* **TAREFAS A REALIZAR**
a) Transcreva, no relato sobre o sindicalista, o trecho que vai de "No final da" até "da sua cidadezinha.".
b) Prossiga o relato sobre o sindicalista e os seus "anos da fantasia", começando logo após a última frase apresentada.

* **TRECHO DO DOCUMENTO**
━━━━

Em tempos, algures pelo mundo, conheci um sindicalista e parte, na altura, da oposição em seu país. Pouco tempo depois o seu partido e candidato presidencial ganham as eleições e ele participa na nova estrutura governativa. Em visita ao seu país, passo alguns dias na sua casa protocolar na capital. Um luxo e em bairro nobre.
No final da estadia, o meu anfitrião fez questão de sublinhar de que aquelas condições de vida não correspondiam à realidade dele, apelidando-as de seus ''anos da fantasia''. Contou ainda de que a realidade dele estava em outro local, por acaso longínquo, geograficamente e socialmente, e de que as condições reais da sua vida seriam as que retomaria e com a ajuda da sua nova experiência procuraria contribuir para o progresso da sua cidadezinha.

━━━━

* **ENTRADAS DE DADOS**
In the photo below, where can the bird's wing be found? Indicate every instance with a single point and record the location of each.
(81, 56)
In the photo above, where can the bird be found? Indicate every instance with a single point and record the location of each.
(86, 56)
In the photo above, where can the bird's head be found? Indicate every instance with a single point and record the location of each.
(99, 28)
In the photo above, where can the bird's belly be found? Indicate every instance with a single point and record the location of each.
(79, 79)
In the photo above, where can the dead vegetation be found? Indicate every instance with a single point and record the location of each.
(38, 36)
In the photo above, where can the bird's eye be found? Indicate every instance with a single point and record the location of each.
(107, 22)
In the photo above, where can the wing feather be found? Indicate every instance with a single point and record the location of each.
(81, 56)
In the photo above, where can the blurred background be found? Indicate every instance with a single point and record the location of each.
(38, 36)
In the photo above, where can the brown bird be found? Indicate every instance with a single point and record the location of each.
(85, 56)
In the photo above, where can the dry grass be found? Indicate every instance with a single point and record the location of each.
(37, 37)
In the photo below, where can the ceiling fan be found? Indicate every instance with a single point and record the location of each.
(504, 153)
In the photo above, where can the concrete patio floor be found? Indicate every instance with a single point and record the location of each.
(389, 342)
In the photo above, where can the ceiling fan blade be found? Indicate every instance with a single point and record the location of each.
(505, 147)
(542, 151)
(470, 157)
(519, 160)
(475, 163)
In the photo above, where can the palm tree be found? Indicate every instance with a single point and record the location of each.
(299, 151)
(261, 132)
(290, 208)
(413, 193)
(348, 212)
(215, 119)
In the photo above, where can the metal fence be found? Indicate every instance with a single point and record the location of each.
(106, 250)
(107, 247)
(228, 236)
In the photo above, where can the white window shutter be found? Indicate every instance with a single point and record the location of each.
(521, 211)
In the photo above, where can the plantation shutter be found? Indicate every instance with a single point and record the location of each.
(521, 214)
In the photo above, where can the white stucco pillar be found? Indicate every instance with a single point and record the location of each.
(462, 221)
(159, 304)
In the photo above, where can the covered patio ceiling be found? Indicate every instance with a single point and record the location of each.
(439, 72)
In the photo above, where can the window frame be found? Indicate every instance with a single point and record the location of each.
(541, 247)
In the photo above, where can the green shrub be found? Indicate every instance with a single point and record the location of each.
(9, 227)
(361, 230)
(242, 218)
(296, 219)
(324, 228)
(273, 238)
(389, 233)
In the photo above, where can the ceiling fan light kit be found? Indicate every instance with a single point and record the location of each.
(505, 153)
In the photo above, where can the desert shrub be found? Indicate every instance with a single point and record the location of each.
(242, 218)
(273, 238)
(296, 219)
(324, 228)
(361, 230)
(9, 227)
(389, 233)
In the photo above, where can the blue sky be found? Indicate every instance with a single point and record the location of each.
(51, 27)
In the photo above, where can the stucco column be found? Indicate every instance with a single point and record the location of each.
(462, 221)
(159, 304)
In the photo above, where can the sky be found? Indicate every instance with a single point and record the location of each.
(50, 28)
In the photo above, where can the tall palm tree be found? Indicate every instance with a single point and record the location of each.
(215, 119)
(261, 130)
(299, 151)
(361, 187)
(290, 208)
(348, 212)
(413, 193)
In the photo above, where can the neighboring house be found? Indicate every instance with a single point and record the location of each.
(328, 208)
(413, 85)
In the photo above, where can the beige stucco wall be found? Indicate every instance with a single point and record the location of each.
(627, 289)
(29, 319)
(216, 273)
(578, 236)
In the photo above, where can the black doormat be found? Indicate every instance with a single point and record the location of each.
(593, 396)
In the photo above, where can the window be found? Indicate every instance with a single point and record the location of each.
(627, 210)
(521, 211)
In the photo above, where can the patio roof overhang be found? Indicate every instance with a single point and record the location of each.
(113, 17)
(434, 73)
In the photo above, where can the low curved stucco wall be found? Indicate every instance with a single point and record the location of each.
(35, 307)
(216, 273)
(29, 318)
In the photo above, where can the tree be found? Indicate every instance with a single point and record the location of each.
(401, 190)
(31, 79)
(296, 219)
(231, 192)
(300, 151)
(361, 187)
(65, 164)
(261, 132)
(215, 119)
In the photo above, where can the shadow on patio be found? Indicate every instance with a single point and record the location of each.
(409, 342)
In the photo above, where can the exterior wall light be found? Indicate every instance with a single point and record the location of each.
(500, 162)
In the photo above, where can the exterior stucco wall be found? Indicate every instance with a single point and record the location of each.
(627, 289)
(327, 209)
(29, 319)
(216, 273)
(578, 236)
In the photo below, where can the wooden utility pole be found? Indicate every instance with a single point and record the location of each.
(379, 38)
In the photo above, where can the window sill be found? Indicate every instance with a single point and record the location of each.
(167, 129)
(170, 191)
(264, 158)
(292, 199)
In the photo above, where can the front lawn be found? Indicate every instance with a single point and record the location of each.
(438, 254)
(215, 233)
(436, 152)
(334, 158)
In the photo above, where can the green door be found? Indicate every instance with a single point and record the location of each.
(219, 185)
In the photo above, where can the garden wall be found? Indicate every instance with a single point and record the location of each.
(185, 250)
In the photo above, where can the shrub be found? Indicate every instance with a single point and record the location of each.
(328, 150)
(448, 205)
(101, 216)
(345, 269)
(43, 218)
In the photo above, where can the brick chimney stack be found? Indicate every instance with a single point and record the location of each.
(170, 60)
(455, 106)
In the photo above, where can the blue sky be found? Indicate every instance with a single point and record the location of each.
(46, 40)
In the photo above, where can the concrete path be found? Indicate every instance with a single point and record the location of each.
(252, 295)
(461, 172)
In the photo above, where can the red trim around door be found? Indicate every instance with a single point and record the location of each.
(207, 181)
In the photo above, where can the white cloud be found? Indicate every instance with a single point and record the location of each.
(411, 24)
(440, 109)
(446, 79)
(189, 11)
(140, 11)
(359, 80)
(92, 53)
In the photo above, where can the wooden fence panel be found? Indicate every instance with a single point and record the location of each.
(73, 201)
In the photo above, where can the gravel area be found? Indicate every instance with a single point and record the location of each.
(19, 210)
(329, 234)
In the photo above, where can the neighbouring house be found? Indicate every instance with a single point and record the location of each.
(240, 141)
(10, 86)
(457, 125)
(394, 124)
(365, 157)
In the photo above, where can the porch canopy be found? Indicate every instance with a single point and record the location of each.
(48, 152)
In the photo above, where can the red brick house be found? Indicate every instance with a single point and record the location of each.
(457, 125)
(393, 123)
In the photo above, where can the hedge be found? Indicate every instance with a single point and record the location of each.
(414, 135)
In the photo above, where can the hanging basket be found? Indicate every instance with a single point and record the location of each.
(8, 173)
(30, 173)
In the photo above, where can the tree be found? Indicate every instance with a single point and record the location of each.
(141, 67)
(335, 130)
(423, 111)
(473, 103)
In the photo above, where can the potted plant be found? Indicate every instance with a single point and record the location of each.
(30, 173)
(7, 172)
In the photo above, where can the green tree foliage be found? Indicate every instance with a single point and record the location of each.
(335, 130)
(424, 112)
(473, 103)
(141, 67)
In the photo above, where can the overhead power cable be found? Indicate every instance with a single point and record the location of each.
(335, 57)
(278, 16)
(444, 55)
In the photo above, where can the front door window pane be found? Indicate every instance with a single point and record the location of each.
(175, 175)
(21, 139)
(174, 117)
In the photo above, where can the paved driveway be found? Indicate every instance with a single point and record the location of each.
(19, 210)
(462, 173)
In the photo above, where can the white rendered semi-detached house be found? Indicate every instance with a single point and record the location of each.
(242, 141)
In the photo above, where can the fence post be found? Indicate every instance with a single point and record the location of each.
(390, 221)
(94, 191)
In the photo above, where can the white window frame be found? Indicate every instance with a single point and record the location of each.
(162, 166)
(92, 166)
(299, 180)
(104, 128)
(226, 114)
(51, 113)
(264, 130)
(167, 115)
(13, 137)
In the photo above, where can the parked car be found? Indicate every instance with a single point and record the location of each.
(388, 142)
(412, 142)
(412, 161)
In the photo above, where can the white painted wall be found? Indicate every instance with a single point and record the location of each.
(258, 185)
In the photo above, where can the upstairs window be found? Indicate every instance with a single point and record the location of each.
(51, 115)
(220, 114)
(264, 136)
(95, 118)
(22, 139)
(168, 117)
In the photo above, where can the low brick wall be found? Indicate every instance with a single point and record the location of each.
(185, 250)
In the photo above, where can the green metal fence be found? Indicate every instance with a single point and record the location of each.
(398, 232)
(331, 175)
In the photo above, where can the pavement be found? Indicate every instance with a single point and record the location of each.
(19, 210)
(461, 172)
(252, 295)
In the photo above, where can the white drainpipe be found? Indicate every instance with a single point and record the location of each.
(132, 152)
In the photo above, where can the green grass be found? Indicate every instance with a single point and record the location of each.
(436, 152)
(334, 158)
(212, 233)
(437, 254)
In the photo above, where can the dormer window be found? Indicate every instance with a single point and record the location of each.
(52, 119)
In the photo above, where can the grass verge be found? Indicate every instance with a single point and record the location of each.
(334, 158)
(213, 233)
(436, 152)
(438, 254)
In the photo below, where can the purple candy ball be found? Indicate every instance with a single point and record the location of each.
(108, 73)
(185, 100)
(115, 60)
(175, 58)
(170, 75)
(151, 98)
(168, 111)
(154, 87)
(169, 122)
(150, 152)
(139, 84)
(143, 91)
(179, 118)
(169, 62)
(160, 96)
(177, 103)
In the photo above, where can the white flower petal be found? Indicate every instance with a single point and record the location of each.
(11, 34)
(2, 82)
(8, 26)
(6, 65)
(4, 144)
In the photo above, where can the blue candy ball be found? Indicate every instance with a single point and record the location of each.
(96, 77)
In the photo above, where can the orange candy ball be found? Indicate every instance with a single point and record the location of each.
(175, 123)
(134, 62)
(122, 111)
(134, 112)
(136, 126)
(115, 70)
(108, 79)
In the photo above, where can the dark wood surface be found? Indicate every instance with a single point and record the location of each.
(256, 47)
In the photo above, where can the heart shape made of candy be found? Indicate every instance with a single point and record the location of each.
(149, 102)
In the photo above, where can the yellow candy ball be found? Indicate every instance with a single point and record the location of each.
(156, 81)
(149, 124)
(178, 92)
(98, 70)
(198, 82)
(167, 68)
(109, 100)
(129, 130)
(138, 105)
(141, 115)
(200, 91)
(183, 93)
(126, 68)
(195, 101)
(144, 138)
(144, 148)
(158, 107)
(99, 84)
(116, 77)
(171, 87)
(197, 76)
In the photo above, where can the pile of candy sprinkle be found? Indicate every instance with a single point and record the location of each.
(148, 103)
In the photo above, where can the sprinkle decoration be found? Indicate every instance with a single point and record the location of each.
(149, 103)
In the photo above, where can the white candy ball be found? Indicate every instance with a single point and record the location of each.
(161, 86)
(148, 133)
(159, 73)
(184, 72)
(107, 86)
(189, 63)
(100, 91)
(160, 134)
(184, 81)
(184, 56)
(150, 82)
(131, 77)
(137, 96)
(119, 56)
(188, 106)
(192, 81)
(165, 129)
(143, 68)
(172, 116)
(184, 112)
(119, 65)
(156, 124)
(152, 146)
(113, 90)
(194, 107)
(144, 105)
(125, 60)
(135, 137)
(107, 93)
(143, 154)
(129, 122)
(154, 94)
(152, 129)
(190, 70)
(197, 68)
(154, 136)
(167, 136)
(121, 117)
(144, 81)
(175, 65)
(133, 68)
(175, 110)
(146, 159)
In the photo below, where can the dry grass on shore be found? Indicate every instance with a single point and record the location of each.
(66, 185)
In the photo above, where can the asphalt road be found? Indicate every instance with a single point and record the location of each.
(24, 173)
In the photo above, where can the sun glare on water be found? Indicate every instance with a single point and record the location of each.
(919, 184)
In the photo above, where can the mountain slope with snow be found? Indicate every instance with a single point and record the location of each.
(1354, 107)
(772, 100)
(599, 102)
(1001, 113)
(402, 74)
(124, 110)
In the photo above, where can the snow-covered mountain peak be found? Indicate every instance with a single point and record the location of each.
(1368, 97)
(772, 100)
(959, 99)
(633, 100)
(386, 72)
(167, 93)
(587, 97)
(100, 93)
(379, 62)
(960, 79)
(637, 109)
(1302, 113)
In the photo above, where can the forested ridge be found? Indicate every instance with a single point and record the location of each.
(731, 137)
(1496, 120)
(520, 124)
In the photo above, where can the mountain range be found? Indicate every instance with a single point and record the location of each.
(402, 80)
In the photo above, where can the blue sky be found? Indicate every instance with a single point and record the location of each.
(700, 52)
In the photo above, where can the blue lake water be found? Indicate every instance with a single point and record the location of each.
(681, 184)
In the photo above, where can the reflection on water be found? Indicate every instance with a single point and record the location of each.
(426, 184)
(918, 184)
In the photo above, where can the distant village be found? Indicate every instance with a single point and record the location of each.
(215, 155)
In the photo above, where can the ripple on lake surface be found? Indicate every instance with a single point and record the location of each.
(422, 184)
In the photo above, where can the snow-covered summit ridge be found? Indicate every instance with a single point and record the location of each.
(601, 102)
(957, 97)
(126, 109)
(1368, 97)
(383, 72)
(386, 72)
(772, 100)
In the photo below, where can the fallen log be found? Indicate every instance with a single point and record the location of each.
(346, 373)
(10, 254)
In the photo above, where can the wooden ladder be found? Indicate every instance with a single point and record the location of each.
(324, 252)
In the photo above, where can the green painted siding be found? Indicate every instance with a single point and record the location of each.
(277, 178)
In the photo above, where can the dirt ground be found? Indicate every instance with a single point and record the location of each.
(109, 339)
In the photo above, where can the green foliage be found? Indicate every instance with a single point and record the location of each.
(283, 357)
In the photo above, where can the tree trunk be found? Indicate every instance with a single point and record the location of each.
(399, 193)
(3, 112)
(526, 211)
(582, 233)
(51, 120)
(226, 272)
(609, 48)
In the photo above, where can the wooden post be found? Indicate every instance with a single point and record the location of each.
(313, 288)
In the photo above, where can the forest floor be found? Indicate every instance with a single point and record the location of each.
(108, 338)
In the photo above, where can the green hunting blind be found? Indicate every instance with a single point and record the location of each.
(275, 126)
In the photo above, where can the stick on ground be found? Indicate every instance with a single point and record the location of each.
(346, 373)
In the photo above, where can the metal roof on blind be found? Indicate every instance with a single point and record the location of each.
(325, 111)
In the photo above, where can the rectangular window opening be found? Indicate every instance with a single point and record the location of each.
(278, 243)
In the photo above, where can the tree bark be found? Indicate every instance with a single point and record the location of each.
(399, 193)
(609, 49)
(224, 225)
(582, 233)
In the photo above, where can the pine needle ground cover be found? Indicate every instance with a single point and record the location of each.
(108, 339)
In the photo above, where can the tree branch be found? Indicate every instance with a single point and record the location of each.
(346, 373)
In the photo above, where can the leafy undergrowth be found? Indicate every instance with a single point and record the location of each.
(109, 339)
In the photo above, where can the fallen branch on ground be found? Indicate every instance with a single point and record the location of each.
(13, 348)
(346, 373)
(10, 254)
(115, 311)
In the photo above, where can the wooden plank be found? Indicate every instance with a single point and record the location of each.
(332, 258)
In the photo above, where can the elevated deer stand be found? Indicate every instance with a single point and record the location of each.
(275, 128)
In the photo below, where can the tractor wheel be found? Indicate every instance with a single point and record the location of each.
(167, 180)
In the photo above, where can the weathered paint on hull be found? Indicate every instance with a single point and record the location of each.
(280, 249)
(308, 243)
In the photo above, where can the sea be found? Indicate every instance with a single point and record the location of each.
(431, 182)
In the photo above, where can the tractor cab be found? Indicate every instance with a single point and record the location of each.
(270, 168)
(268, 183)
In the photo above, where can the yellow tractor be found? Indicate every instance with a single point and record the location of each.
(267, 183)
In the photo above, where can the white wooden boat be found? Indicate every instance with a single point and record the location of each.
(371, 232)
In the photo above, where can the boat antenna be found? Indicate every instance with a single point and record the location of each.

━━━━

* **RESPOSTAS DO EXERCÍCIO**
a)
No final da estadia, o meu anfitrião fez questão de sublinhar de que aquelas condições de vida não correspondiam à realidade dele, apelidando-as de seus ''anos da fantasia''. Contou ainda de que a realidade dele estava em outro local, por acaso longínquo, geograficamente e socialmente, e de que as condições reais da sua vida seriam as que retomaria e com a ajuda da sua nova experiência procuraria contribuir para o progresso da sua cidadezinha.

b)
Ontem lembrei-me deste meu amigo sindicalista, enquanto acompanhava, na TV, a apoteose da recepção no aeroporto à equipe sénior feminina de basquetebol do Clube Ferroviário de Maputo que há dias, em Dakar, Senegal, conquistou pela terceira vez o campeonato africano (de clubes) da modalidade.
Aliás, não é a primeira vez. É sempre assim quando uma equipe nacional, incluindo a selecção, sobretudo da modalidade de basquetebol, ganhe troféus ou faça brilharete além-fronteiras e que me levam a questionar se não seriam essas proezas semelhantes aos ''anos da fantasia'' do meu amigo sindicalista?
Infelizmente, e conforme o combinado, ainda não consegui visitar a terra deste amigo o que me permitiria aferir, ''in loco'', a autenticidade das suas palavras. Mas tenho tido notícias, incluindo as de que a cidadezinha onde voltou a morar, depois que o seu partido e candidato presidencial não conseguiram renovar mais um mandato, está a progredir.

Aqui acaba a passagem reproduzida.